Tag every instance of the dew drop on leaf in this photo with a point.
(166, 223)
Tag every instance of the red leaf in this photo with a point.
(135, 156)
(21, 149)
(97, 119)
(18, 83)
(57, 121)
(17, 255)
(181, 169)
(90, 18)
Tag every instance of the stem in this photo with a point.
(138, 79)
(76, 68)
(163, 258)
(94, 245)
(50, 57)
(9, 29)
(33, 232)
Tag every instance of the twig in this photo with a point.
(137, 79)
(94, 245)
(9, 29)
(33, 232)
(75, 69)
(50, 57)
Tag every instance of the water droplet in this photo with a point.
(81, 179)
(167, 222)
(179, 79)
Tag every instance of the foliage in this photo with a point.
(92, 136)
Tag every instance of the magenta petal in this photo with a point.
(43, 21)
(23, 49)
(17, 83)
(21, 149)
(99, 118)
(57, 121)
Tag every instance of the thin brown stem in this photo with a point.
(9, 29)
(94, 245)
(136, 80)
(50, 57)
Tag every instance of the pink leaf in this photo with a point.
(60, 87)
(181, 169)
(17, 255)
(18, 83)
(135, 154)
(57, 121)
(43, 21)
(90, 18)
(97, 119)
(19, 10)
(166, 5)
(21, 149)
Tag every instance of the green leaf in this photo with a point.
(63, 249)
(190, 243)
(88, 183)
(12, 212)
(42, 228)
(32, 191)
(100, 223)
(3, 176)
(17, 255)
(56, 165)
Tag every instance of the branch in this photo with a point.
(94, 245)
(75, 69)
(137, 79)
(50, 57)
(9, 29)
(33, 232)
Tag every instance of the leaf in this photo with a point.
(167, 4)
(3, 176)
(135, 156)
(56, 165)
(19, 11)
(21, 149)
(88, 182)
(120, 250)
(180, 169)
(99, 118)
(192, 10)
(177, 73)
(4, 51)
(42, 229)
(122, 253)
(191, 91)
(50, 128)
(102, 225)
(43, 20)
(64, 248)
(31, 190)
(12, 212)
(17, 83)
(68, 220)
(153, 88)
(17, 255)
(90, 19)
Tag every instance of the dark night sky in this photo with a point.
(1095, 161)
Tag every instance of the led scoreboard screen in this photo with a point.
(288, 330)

WHAT THE EXERCISE ASKS:
Reproduce the rows above word for word, from the first row through the line that contains "(1095, 161)", including both ends.

OUTPUT:
Tag every instance of the dew drop on leaf in this photo with a point.
(166, 223)
Tag every instance of the red leaf in this photo with a point.
(135, 156)
(21, 149)
(97, 119)
(18, 83)
(57, 121)
(17, 255)
(181, 169)
(90, 18)
Tag every instance of the stem in this photo with a point.
(138, 79)
(76, 68)
(163, 258)
(94, 245)
(50, 57)
(9, 29)
(33, 232)
Tag every instance of the twig in this photo with a point.
(137, 79)
(94, 245)
(9, 29)
(33, 232)
(75, 69)
(50, 57)
Tag every instance of the water droplet in this photo with a point.
(81, 179)
(167, 222)
(179, 79)
Tag every instance of the foliage in this photo with a point.
(92, 136)
Tag every instance of the magenta petal in this photo with a point.
(43, 21)
(23, 49)
(17, 83)
(21, 149)
(99, 118)
(57, 121)
Tag every instance of the thin brown stem in this photo with a point.
(9, 29)
(94, 245)
(136, 80)
(50, 57)
Tag every instance of the pink leaf in this photo with a point.
(60, 87)
(181, 169)
(17, 255)
(18, 83)
(135, 154)
(57, 121)
(43, 21)
(90, 18)
(97, 119)
(19, 10)
(166, 5)
(21, 149)
Tag every instance of the green leaf in this photo with a point.
(63, 249)
(190, 243)
(88, 183)
(12, 212)
(42, 228)
(32, 191)
(100, 223)
(3, 176)
(17, 255)
(56, 165)
Tag every instance of the branch in this photo with a point.
(94, 245)
(75, 69)
(137, 79)
(50, 57)
(9, 29)
(33, 232)
Tag every instance of the leaf in this photo with a point.
(167, 4)
(3, 176)
(135, 156)
(56, 165)
(19, 11)
(21, 149)
(88, 182)
(120, 250)
(180, 169)
(99, 118)
(192, 10)
(177, 73)
(4, 51)
(42, 229)
(122, 253)
(191, 91)
(50, 128)
(102, 225)
(43, 20)
(64, 248)
(31, 190)
(12, 212)
(17, 83)
(68, 220)
(153, 88)
(17, 255)
(90, 19)
Tag every instance of the dark night sky in this photo with a point.
(1095, 161)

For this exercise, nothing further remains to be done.